## Goal 1
Under the liability terms, what amount may liability for damages against TRUSTZONE never exceed?

## Text provided
"""

Trustzone can never be held liable for the Customer’s or third parties’ indirect loss or consequential damages, including, but not limited to, loss of business opportunities and goodwill, operating loss, profit loss, loss of data or loss due to data recovery, damage to other software or loss such as a result of restoration/replacement of other software.
10.2 Limitation of liability
Liability for damages against TRUSTZONE, including claims based on the product liability rules, may never exceed the amount invoiced by TRUSTZONE to the Customer for the product in question or related service delivery. If a trade relationship between the Parties consists of the provision of, for example, software as a service in relation to the product in question, these matters are regarded as two different services in relation to the above-mentioned limitation of liability. Any liability for damages arising from a part of an agreed delivery of products may therefore not exceed the invoice value of this product part of the delivery, regardless of whether an agreement has been entered into in the same agreement for the delivery of related services or otherwise.

"""

## Goal 2
Scale the entries from the line with "of the cloud" up to and including the line with "x=518, y=55". Reproduce every line in that range, requests included, and multiply each answer coordinate by 1.15, rounding to whole numbers with halves rounded up, while leaving the sample coordinates in the requests unchanged.

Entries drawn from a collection
"""

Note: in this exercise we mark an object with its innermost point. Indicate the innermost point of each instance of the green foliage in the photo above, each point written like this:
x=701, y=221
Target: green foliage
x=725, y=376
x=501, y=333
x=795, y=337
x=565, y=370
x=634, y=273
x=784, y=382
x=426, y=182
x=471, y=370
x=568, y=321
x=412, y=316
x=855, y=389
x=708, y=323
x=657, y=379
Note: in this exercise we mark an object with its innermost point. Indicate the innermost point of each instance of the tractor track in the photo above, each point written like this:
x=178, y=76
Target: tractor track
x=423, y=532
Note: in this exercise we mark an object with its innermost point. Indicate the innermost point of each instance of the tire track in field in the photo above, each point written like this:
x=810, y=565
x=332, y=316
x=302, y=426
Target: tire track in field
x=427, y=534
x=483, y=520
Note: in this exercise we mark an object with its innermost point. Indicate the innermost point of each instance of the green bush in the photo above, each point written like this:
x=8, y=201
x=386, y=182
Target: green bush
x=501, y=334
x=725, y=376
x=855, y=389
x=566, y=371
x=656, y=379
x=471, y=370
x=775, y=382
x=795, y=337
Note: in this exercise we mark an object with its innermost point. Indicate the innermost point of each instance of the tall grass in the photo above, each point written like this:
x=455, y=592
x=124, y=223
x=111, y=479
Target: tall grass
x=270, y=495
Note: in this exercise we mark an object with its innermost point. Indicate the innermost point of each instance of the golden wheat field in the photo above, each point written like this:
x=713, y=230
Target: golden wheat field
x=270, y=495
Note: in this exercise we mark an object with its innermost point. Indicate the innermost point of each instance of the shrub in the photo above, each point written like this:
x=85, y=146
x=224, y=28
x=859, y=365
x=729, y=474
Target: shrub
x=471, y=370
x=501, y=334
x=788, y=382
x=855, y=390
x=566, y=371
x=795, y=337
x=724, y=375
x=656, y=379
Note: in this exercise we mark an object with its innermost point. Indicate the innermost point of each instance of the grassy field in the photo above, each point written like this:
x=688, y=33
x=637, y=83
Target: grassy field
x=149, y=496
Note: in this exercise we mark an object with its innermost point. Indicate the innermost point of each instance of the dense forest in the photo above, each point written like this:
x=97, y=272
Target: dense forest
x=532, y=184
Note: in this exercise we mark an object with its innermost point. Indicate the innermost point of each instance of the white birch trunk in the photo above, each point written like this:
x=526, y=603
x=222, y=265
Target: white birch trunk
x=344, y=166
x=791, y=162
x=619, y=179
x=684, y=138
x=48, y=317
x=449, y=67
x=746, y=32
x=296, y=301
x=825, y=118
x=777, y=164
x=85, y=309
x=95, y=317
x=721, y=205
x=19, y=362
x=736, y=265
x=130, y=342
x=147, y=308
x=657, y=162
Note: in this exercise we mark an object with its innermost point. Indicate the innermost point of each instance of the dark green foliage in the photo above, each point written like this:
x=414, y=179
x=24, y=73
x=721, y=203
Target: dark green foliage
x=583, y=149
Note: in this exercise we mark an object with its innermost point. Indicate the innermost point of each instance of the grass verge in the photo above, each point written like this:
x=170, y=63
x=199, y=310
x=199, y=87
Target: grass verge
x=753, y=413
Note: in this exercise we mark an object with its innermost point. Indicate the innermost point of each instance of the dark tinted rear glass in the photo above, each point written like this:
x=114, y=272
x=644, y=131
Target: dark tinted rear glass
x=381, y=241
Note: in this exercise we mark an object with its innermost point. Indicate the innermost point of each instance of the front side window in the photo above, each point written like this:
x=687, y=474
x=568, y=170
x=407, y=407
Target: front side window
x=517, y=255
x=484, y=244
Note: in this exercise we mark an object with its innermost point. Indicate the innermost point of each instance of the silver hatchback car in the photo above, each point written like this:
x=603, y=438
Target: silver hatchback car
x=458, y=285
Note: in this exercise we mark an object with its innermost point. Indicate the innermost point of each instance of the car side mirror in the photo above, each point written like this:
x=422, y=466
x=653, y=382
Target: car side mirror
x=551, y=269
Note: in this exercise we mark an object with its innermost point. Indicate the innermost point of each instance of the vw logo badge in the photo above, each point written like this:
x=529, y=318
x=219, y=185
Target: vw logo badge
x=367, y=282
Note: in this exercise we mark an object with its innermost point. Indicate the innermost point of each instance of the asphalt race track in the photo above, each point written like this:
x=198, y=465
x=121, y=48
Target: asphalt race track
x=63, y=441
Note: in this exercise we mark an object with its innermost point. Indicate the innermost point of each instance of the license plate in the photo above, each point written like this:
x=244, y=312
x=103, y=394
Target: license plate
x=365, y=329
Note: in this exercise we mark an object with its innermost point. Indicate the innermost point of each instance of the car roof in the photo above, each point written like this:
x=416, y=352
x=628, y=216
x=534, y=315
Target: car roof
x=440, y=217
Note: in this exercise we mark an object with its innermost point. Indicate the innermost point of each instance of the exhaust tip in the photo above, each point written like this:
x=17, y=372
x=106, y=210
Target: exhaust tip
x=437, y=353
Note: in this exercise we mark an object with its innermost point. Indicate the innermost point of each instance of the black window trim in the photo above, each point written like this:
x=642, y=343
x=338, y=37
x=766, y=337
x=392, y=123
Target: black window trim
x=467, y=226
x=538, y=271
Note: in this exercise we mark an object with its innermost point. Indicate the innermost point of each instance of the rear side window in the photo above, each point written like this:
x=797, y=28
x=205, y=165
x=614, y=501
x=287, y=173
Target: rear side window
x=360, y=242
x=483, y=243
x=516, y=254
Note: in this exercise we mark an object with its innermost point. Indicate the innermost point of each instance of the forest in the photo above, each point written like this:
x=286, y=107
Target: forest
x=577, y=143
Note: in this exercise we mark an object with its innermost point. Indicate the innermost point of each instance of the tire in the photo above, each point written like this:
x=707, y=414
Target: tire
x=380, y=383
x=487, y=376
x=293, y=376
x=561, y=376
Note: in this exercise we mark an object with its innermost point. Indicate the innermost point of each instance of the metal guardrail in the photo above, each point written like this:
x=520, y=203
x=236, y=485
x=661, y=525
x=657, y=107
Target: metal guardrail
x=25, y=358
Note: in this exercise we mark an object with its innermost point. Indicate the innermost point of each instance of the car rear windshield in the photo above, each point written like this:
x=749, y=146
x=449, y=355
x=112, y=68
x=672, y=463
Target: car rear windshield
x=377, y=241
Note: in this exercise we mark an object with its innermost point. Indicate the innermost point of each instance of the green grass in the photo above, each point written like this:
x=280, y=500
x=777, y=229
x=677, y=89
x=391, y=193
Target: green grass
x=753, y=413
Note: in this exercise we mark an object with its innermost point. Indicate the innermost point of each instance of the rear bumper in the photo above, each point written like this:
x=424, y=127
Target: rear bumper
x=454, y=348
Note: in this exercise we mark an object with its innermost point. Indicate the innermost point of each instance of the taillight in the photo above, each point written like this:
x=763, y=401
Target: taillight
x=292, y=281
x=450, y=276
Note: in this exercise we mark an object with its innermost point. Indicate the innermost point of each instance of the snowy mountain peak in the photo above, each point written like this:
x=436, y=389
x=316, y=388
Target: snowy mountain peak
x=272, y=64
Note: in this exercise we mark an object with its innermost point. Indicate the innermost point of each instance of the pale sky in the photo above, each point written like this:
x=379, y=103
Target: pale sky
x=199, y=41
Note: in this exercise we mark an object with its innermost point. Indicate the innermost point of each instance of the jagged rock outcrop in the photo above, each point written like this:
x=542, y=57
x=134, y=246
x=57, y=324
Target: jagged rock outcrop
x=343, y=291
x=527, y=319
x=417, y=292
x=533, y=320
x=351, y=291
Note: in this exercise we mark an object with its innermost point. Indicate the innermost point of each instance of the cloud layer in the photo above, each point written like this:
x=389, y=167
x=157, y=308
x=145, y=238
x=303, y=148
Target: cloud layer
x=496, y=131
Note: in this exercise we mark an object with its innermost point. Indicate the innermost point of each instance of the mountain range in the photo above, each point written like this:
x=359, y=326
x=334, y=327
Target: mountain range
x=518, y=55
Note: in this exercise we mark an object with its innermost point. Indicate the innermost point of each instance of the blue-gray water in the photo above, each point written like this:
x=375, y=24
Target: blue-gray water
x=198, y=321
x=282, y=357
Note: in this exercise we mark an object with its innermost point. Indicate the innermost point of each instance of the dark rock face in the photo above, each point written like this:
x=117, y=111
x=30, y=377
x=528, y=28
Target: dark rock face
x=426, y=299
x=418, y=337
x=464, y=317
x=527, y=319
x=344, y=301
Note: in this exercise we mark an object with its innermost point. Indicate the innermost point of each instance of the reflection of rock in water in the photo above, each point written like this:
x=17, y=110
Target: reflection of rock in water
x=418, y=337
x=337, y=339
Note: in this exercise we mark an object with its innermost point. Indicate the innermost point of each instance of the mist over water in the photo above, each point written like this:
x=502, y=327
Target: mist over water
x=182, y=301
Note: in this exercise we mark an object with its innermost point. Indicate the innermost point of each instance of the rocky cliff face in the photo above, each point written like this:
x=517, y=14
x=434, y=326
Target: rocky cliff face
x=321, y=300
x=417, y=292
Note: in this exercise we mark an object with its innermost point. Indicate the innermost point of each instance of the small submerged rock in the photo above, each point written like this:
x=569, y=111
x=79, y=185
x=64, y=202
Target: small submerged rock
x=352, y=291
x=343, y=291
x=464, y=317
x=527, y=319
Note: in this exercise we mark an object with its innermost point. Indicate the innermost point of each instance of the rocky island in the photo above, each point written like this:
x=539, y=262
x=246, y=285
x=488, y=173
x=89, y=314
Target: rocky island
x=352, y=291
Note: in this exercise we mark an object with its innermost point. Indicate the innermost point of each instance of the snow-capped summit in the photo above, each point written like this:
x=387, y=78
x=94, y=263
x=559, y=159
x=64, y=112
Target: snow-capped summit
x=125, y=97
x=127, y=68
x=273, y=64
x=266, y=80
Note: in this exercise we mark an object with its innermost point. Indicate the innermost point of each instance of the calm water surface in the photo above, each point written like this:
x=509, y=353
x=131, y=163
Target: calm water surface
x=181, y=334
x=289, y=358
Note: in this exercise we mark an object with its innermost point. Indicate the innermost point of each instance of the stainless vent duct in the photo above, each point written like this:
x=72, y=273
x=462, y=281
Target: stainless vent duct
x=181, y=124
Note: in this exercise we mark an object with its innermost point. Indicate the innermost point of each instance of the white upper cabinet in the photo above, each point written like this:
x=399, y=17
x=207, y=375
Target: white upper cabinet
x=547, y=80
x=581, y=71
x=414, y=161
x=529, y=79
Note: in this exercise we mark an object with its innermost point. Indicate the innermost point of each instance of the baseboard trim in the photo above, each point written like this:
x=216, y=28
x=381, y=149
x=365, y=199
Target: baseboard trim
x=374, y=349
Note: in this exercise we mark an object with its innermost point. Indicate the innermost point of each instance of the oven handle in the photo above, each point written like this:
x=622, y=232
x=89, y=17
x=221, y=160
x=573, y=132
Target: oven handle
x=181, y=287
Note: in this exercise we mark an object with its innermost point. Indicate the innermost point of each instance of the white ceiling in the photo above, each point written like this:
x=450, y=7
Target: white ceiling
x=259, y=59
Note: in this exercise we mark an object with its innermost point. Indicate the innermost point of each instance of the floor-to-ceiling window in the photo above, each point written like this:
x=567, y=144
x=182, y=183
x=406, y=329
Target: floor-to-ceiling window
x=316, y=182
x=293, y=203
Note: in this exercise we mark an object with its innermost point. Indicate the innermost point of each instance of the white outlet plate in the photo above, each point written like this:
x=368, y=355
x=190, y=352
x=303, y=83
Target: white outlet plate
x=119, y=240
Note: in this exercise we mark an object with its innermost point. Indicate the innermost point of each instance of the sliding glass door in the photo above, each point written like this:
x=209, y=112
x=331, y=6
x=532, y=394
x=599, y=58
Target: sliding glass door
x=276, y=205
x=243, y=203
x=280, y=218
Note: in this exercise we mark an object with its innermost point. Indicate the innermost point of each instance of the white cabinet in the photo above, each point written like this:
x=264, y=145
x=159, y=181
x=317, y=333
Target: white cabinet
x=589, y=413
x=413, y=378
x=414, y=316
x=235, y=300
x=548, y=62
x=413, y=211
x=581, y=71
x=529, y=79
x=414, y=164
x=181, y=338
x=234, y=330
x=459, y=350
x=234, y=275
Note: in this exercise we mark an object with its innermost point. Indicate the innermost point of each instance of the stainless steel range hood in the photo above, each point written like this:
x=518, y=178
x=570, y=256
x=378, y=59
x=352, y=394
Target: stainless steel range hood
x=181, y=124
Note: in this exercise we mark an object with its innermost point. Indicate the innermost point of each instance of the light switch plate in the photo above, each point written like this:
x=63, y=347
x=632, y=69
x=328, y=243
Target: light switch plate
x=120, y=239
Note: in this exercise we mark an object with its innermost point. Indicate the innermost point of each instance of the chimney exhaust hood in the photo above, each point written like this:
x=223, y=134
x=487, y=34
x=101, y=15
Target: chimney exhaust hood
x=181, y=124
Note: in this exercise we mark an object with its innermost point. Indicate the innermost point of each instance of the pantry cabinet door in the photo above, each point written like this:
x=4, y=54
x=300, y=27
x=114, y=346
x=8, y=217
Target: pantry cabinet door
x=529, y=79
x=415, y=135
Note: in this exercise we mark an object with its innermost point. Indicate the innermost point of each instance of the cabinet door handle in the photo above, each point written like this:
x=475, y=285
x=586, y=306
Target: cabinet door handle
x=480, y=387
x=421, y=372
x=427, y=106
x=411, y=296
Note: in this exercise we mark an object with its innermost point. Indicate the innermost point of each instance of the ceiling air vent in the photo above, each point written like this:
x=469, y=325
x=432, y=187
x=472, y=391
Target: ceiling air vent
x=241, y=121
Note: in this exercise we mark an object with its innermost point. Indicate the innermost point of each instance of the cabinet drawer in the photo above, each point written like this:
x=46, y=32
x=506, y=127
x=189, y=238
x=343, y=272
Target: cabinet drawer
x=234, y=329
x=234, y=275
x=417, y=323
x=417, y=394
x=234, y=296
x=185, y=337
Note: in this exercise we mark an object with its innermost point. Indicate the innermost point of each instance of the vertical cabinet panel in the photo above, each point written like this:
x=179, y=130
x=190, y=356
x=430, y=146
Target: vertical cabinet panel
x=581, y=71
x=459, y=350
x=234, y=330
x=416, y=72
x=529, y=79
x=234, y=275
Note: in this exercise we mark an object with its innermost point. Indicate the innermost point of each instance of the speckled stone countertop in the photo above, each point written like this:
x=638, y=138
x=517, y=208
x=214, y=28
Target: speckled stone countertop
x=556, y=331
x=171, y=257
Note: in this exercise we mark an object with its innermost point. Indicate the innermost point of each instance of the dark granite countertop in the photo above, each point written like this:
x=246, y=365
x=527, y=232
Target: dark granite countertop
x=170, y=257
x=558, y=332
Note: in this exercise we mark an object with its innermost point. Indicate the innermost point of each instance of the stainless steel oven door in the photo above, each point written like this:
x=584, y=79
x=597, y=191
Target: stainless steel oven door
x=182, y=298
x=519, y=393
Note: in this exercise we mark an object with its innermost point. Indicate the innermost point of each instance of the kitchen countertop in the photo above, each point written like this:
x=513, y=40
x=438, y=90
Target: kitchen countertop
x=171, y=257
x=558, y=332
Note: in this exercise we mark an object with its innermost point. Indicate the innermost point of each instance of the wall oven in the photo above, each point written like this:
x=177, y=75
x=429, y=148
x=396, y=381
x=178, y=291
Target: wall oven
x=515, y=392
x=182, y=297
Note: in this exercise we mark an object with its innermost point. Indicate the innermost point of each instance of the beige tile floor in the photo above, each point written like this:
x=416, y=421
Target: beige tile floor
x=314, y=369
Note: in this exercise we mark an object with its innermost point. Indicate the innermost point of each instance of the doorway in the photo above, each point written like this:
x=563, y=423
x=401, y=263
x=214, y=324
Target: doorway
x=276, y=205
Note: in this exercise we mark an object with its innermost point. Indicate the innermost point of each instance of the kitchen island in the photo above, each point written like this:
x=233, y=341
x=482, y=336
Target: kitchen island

"""

## Final result 1
The amount invoiced by TRUSTZONE to the Customer for the product in question or related service delivery.

## Final result 2
Note: in this exercise we mark an object with its innermost point. Indicate the innermost point of each instance of the cloud layer in the photo above, each point written like this:
x=389, y=167
x=157, y=308
x=145, y=238
x=303, y=148
Target: cloud layer
x=570, y=151
Note: in this exercise we mark an object with its innermost point. Indicate the innermost point of each instance of the mountain range in the photo above, each point written like this:
x=359, y=326
x=334, y=327
Target: mountain range
x=596, y=63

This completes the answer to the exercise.